Copy the lines below verbatim, but only from the line containing "Thank you for the photograph. Please indicate the red" through the end of the data.
++++ Data in this exercise
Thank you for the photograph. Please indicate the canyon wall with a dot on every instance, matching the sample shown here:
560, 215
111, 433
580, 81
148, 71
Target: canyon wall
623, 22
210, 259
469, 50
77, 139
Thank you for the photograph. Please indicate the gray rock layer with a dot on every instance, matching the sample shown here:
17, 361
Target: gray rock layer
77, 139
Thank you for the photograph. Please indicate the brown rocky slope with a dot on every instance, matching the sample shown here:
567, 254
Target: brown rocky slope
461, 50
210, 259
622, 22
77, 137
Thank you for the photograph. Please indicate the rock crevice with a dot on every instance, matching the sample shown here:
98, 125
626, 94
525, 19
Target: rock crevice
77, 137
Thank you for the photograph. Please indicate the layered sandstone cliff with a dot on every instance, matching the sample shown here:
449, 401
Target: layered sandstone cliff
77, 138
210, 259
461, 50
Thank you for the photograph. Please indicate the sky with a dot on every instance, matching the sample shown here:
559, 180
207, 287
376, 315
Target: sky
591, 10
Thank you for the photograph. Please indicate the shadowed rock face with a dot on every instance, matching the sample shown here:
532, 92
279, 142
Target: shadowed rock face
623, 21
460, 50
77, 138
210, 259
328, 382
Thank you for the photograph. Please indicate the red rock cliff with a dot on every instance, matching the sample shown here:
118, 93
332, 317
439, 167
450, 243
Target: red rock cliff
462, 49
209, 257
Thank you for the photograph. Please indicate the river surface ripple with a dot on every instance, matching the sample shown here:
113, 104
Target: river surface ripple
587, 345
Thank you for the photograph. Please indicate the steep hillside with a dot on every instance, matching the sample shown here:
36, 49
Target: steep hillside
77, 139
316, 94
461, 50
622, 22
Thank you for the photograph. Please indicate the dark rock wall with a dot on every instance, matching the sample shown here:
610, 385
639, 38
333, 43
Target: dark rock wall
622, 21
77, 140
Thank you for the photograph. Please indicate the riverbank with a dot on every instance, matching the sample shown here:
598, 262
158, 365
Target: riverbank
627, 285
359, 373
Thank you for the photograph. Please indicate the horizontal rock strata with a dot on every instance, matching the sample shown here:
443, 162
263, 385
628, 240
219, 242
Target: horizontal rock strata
++++++++
• [Written solution]
Thank you for the photograph. Please indicate the red rock cliff with a dot on every instance, matching the sample shown here:
118, 93
332, 317
439, 167
450, 243
Target: red rock cliff
462, 49
209, 257
Thank you for the photograph. Please indicate the river surface ripple with a dot on every instance, matching the sample shown here:
113, 104
Target: river surface ripple
587, 345
Thank you for the photograph. Please indicate the steep hillside with a dot on every instance, matching the sample shown here:
36, 49
Target: steep hillside
77, 139
316, 94
461, 50
622, 22
Thank you for the photograph. Please indicate the dark rock wall with a dot on every instance, matching the sample shown here:
610, 385
639, 38
333, 43
Target: dark rock wall
622, 21
77, 140
Thank you for the photograph. Please indicate the riverbank with a dot on every instance, matching the sample shown here:
598, 262
158, 365
Target: riverbank
627, 285
359, 373
Thank you for the photograph. Please indicate the horizontal rock strata with a dot on every instance, matching the sample shown here:
443, 162
263, 385
628, 240
219, 242
Target: horizontal rock strata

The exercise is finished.